- Source excerpt:
--------------------

Re:

Matthew Wilcox <willy@xxxxxxxxxxxxx> · Thu, 7 Mar 2024 23:02:46 +0000




On Thu, Mar 07, 2024 at 04:24:43PM +0000, Ryan Roberts wrote:
> > But if I run only with the deferred split fix and DO NOT revert the other
> > change, everything grinds to a halt when swapping 2M pages. Sometimes with RCU
> > stalls where I can't even interact on the serial port. Sometimes (more usually)
> > everything just gets stuck trying to reclaim and allocate memory. And when I
> > kill the jobs, I still have barely any memory in the system - about 10% what I
> > would expect.

(for the benefit of anyone trying to follow along, this is now
understood; it was my missing folio_put() in the 'folio_trylock failed'
path)

> I notice that before the commit, large folios are uncharged with
> __mem_cgroup_uncharge() and now they use __mem_cgroup_uncharge_folios().
> 
> The former has an upfront check:
> 
> 	if (!folio_memcg(folio))
> 		return;
> 
> I'm not exactly sure what that's checking but could the fact this is missing
> after the change cause things to go wonky?

Honestly, I think that's stale.  uncharge_folio() checks the same
thing very early on, so all it's actually saving is a test of the LRU
flag.

Looks like the need for it went away in 2017 with commit a9d5adeeb4b2c73c
which stopped using page->lru to gather the single page onto a
degenerate list.  I'll try to remember to submit a patch to delete
that check.

By the way, something we could try to see if the problem goes away is to
re-narrow the window that i widened.  ie something like this:

+++ b/mm/swap.c
@@ -1012,6 +1012,8 @@ void folios_put_refs(struct folio_batch *folios, unsigned int *refs)
                        free_huge_folio(folio);
                        continue;
                }
+               if (folio_test_large(folio) && folio_test_large_rmappable(folio))
+                       folio_undo_large_rmappable(folio);

                __page_cache_release(folio, &lruvec, &flags);

--------------------

- Information provided:
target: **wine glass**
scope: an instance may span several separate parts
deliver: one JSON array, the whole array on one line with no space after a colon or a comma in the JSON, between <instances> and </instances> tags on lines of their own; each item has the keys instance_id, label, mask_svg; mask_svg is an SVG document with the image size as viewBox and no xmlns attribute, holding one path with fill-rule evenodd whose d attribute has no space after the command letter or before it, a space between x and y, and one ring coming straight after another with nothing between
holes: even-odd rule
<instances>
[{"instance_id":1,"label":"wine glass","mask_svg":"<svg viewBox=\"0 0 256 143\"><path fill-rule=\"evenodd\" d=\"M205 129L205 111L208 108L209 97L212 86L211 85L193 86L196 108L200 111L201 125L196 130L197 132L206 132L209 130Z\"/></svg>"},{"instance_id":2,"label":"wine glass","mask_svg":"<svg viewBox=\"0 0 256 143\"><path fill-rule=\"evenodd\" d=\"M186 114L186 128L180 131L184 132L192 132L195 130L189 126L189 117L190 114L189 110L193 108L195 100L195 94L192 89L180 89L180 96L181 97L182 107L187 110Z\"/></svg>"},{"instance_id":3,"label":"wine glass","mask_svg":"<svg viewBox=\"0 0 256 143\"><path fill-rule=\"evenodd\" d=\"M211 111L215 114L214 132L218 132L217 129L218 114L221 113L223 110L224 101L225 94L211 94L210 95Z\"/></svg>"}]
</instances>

--------------------

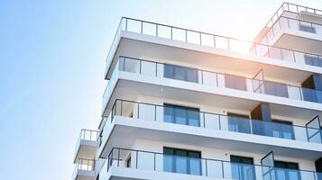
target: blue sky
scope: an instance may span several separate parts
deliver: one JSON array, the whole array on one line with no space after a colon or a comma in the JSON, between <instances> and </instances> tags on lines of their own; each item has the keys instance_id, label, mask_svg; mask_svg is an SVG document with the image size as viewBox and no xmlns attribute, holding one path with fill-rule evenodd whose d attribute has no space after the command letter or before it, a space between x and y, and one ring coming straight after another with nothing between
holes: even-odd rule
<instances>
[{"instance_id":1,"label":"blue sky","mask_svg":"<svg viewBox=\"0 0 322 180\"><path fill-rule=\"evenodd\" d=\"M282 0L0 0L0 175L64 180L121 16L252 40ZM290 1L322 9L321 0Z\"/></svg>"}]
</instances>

--------------------

- Instruction 1: In the mailing-list reply, quote word for word the part that opens with the words containing "Honestly, I think" and closes with "unsigned int *refs)".
- Instruction 2: According to the mailing-list reply, why is the upfront folio_memcg() check in __mem_cgroup_uncharge() considered stale? Answer in one to three sentences.

- Task solution 1:
Honestly, I think that's stale.  uncharge_folio() checks the same
thing very early on, so all it's actually saving is a test of the LRU
flag.

Looks like the need for it went away in 2017 with commit a9d5adeeb4b2c73c
which stopped using page->lru to gather the single page onto a
degenerate list.  I'll try to remember to submit a patch to delete
that check.

By the way, something we could try to see if the problem goes away is to
re-narrow the window that i widened.  ie something like this:

+++ b/mm/swap.c
@@ -1012,6 +1012,8 @@ void folios_put_refs(struct folio_batch *folios, unsigned int *refs)

- Task solution 2: The check is considered stale because uncharge_folio() performs the same check very early, so the upfront check saves only a test of the LRU flag. The need for it went away in 2017 with commit a9d5adeeb4b2c73c, which stopped using page->lru to gather the single page onto a degenerate list.